## Texte de la page
^^^^^^^^
La répression antiterroriste du 8 décembre a été rendue possible par un processus contre-subversif déjà entamé depuis des années.
Il faut remonter en Janvier 2014 lorsque la commune du Rojava est proclamée, dans le nord de la Syrie historiquement kurde. Le PYD (parti de l’union démocratique) proche du PKK (parti des travailleurs du kurdistan) prend le contrôle de la zone et annonce l’instauration d’une zone autonome en s’inspirant du socialisme libertaire et du confédéralisme démocratique. En 2015, un appel à soutien international est lancé et une trentaine de français.es s’organiseront pour aller y « protéger la paix en participant à la guerre de légitime défense contre Daech et l’armée turque », ce qui n’est pas du goût de l’Etat français qui entretient des liens étroits avec le dictateur turc Erdogan.
En effet, ces arrestations interviennent dans une longue tradition de répression des mouvements kurdes et pro-kurdes en Europe. En 2013, deux officiers du renseignement turcs avaient assassiné à Paris trois militantes kurdes : Sakine Cansiz, Fidan Dogan et Leyla Saylemez. En mars 2020 en Grèce, sous couvert de « lutte antiterroriste », le Comité de solidarité pour les prisonniers politiques en Turquie et au Kurdistan et le Front anti-impérialiste avaient été la cible d’un raid policier: entre 26 et 35 personnes furent arrêtées. Le 23 mars 2021 en France, il y a eu le plus grand coup de filet dans les réseaux militants kurdes de ces 10 dernières années : 10 personnes ont été interpellées par la DGSI, leurs domiciles ont été violemment perquisitionnés, ainsi que le siège de l’association kurde à Marseille. Elles sont officiellement accusées de participation à une association de malfaiteurs, de financement d’une organisation terroriste et d’extorsion en bande organisée en relation avec une entreprise terroriste. 7 d’entre elleux ont été envoyé.es en prison. Cela intervient quelques jours après un échange téléphonique entre Macron et Erdogan et une rencontre de leurs 2 ministres des affaires étrangères, en plein Conseil Européen sur la géopolitique internationale ». En décembre 2021, une militante espagnole a été expulsée d’Allemagne et interdite de séjour pendant 20 ans au motif qu’elle travaillait en relation avec des organisations et institutions kurdes. Etc.
^^^^^^^^
## Liste fournie
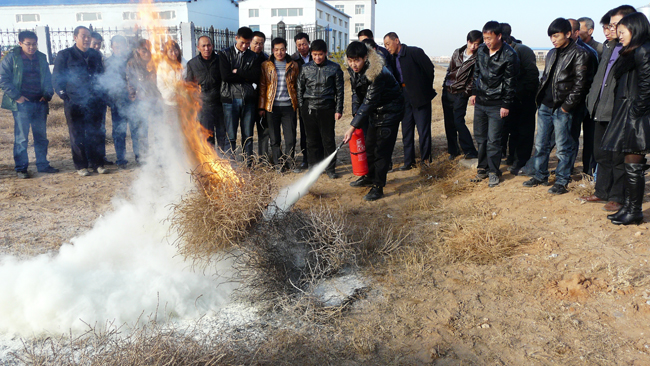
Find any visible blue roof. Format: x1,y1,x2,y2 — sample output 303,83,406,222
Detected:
0,0,190,6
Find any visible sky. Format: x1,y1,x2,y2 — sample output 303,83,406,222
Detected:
375,0,650,57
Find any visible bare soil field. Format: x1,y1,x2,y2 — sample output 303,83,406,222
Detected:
0,64,650,365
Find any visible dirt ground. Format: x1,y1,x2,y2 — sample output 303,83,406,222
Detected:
0,64,650,365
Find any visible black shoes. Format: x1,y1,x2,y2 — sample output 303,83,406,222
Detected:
350,175,372,187
523,177,549,187
363,186,384,202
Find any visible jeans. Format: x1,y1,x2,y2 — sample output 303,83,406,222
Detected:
535,104,574,186
266,106,296,164
474,103,504,175
223,99,257,158
13,101,50,172
442,90,478,156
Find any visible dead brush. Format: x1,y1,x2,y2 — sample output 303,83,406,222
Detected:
169,155,278,266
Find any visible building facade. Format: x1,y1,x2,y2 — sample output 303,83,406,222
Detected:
239,0,350,53
0,0,239,30
326,0,374,41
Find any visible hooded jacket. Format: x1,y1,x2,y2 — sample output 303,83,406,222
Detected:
348,48,404,128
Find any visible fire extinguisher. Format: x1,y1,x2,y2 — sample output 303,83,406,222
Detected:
350,128,368,177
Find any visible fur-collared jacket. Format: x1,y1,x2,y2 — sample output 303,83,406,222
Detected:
348,48,404,128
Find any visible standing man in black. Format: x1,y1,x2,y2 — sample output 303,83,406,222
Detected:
384,32,436,170
186,36,227,151
52,26,108,176
469,21,519,187
291,33,313,173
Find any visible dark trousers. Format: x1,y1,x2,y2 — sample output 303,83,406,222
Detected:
199,103,228,151
302,106,336,173
474,104,504,175
594,122,625,203
366,123,399,187
63,101,106,170
442,90,477,156
501,98,537,170
402,88,431,165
^^^^^^^^
## Consignes
**1.** D'après le texte sur la répression des mouvements kurdes, combien de personnes la DGSI a-t-elle interpellées le 23 mars 2021 ?
**2.** Recopiez la liste à l'identique, en partant de son début et en allant jusqu'à la ligne contenant « 363,186,384,202 », celle-ci comprise. Laissez l'image de côté.
Le texte et la liste n'ont aucun lien entre eux.

## Solutions détaillées
**1.** La DGSI a interpellé 10 personnes le 23 mars 2021.

**2.**
Find any visible blue roof. Format: x1,y1,x2,y2 — sample output 303,83,406,222
Detected:
0,0,190,6
Find any visible sky. Format: x1,y1,x2,y2 — sample output 303,83,406,222
Detected:
375,0,650,57
Find any visible bare soil field. Format: x1,y1,x2,y2 — sample output 303,83,406,222
Detected:
0,64,650,365
Find any visible dirt ground. Format: x1,y1,x2,y2 — sample output 303,83,406,222
Detected:
0,64,650,365
Find any visible black shoes. Format: x1,y1,x2,y2 — sample output 303,83,406,222
Detected:
350,175,372,187
523,177,549,187
363,186,384,202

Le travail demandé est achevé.